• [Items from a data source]
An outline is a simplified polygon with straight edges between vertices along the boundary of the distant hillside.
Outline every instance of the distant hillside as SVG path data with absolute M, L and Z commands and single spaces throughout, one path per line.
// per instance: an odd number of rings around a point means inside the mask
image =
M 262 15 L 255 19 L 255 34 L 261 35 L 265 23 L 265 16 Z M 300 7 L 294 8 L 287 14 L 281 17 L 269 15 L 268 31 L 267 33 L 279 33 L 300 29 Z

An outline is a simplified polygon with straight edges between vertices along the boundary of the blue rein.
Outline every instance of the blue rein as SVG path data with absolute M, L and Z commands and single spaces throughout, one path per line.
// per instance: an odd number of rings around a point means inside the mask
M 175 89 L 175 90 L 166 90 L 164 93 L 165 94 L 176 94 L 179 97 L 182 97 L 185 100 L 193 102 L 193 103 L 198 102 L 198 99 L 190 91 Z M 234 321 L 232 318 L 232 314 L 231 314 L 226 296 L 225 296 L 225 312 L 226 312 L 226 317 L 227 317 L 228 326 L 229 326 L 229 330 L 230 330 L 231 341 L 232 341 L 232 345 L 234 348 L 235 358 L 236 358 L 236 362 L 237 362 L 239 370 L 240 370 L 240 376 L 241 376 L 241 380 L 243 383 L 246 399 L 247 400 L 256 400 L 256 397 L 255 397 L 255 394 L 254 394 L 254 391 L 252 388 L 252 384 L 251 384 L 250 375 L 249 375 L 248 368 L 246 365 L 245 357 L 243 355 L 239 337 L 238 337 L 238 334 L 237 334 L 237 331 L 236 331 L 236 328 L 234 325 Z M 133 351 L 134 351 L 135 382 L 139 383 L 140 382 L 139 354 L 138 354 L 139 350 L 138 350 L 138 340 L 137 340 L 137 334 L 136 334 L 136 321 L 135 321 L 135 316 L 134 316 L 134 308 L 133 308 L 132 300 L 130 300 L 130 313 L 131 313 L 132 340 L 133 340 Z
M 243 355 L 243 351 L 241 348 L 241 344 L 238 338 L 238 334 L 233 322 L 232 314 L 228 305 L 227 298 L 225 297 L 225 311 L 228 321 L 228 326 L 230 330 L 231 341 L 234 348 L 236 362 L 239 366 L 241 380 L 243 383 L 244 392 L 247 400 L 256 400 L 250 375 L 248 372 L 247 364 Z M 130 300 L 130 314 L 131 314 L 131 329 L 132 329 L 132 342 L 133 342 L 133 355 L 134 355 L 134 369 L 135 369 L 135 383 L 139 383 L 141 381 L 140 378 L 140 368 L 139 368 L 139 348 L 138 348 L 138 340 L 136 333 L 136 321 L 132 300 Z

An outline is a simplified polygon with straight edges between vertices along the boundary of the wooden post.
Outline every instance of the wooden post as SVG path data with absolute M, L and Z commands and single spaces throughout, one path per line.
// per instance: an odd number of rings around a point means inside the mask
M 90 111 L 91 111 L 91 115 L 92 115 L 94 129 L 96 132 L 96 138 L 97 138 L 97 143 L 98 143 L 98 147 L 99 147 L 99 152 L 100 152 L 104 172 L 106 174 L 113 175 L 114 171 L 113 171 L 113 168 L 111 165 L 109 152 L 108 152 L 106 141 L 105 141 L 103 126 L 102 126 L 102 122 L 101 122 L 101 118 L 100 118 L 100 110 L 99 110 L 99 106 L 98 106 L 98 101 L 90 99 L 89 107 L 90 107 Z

• [Short task] Print out all the entries precisely as written.

• [Output of the task]
An outline is a simplified polygon with straight edges between vertices along the boundary of the distant hillside.
Outline every instance of the distant hillside as SVG path data with absolute M, L and Z commands and single spaces throughout, one path per line.
// per instance: an odd number of rings around a point means inside the mask
image =
M 262 15 L 255 19 L 255 34 L 261 35 L 265 23 L 265 16 Z M 300 7 L 294 8 L 287 14 L 281 17 L 269 15 L 268 31 L 267 33 L 279 33 L 300 29 Z

An outline is a simplified polygon with straight edges between vertices along the boundary of the blue rein.
Outline every instance of the blue rein as SVG path data with absolute M, L and Z commands and single spaces throughout, one path per line.
// per instance: an odd number of rings around a point means inside the mask
M 175 89 L 175 90 L 166 90 L 164 93 L 165 94 L 176 94 L 179 97 L 182 97 L 185 100 L 193 102 L 193 103 L 198 102 L 198 99 L 190 91 Z M 234 321 L 232 318 L 232 314 L 231 314 L 226 296 L 225 296 L 225 312 L 226 312 L 226 317 L 227 317 L 228 326 L 229 326 L 229 330 L 230 330 L 231 341 L 232 341 L 232 345 L 234 348 L 235 358 L 236 358 L 236 362 L 237 362 L 239 370 L 240 370 L 240 376 L 241 376 L 241 380 L 243 383 L 246 399 L 247 400 L 256 400 L 256 397 L 255 397 L 255 394 L 254 394 L 254 391 L 252 388 L 252 384 L 251 384 L 250 375 L 249 375 L 248 368 L 246 365 L 245 357 L 243 355 L 239 337 L 238 337 L 238 334 L 237 334 L 237 331 L 236 331 L 236 328 L 234 325 Z M 133 351 L 134 351 L 135 382 L 139 383 L 140 382 L 139 354 L 138 354 L 139 350 L 138 350 L 138 340 L 137 340 L 137 334 L 136 334 L 136 321 L 135 321 L 135 316 L 134 316 L 134 308 L 133 308 L 132 300 L 130 300 L 130 313 L 131 313 L 132 340 L 133 340 Z
M 243 355 L 243 351 L 241 348 L 241 344 L 238 338 L 238 334 L 233 322 L 232 314 L 228 305 L 227 298 L 225 297 L 225 311 L 228 321 L 228 326 L 230 330 L 231 341 L 234 348 L 236 362 L 239 366 L 241 380 L 243 383 L 244 392 L 247 400 L 256 400 L 250 375 L 248 372 L 247 364 Z M 130 300 L 130 314 L 131 314 L 131 329 L 132 329 L 132 342 L 133 342 L 133 355 L 134 355 L 134 369 L 135 369 L 135 383 L 139 383 L 141 381 L 140 378 L 140 368 L 139 368 L 139 348 L 138 348 L 138 340 L 136 333 L 136 321 L 132 300 Z

An outline is a simplified polygon with straight edges between vertices along the boundary of the wooden post.
Outline every instance of the wooden post as SVG path data with absolute M, L and Z commands and single spaces throughout, one path per line.
// per instance: an odd number of rings around a point means inside the mask
M 90 111 L 91 111 L 91 115 L 92 115 L 94 129 L 96 132 L 96 138 L 97 138 L 97 143 L 98 143 L 98 147 L 99 147 L 99 152 L 100 152 L 104 172 L 106 174 L 113 175 L 114 171 L 113 171 L 113 168 L 111 165 L 109 152 L 108 152 L 106 141 L 105 141 L 103 126 L 102 126 L 102 122 L 101 122 L 101 118 L 100 118 L 100 110 L 99 110 L 99 106 L 98 106 L 98 101 L 90 99 L 89 107 L 90 107 Z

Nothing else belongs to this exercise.